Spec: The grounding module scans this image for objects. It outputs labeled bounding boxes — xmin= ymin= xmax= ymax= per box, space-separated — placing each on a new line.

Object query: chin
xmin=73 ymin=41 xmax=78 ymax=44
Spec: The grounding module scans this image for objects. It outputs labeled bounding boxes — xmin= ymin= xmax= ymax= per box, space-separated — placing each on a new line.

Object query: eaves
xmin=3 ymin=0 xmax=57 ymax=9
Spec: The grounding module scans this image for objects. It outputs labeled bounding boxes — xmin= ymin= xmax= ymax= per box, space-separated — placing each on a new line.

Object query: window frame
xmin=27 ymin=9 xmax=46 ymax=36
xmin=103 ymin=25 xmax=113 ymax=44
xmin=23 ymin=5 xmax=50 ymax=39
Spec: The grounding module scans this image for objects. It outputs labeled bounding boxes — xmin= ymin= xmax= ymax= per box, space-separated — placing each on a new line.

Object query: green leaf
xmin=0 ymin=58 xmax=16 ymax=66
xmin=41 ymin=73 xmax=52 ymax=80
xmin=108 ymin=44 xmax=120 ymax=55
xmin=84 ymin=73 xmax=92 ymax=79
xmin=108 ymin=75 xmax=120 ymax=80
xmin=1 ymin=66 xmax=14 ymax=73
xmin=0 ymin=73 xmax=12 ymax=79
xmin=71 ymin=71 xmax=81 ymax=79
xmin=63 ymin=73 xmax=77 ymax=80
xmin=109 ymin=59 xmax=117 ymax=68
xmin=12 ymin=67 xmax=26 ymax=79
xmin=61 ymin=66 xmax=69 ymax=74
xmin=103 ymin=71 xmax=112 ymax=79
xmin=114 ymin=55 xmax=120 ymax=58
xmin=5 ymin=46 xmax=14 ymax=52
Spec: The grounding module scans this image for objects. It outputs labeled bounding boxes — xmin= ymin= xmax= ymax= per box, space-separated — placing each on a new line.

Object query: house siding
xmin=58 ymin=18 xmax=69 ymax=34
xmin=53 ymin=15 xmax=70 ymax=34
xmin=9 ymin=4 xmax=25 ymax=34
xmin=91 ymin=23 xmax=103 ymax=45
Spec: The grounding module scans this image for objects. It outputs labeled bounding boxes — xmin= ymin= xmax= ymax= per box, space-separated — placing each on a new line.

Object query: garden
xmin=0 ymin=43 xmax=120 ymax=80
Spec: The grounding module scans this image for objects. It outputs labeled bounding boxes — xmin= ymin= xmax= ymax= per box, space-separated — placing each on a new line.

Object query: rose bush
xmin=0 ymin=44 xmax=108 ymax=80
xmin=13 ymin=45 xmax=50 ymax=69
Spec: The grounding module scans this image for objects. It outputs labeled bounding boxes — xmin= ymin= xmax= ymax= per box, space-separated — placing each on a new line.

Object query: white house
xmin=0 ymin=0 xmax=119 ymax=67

......

● WHAT IS EXPECTED:
What is needed is an exact copy of the lines from the one holding "Object query: rose bush" through the final line of the material.

● RESULT OF THE TASK:
Object query: rose bush
xmin=0 ymin=44 xmax=108 ymax=80
xmin=13 ymin=45 xmax=50 ymax=69
Spec: The grounding module scans this image for objects. It outputs labeled bounding boxes — xmin= ymin= xmax= ymax= per box, space-separated — placing each on a new line.

Object query: white house
xmin=0 ymin=0 xmax=119 ymax=67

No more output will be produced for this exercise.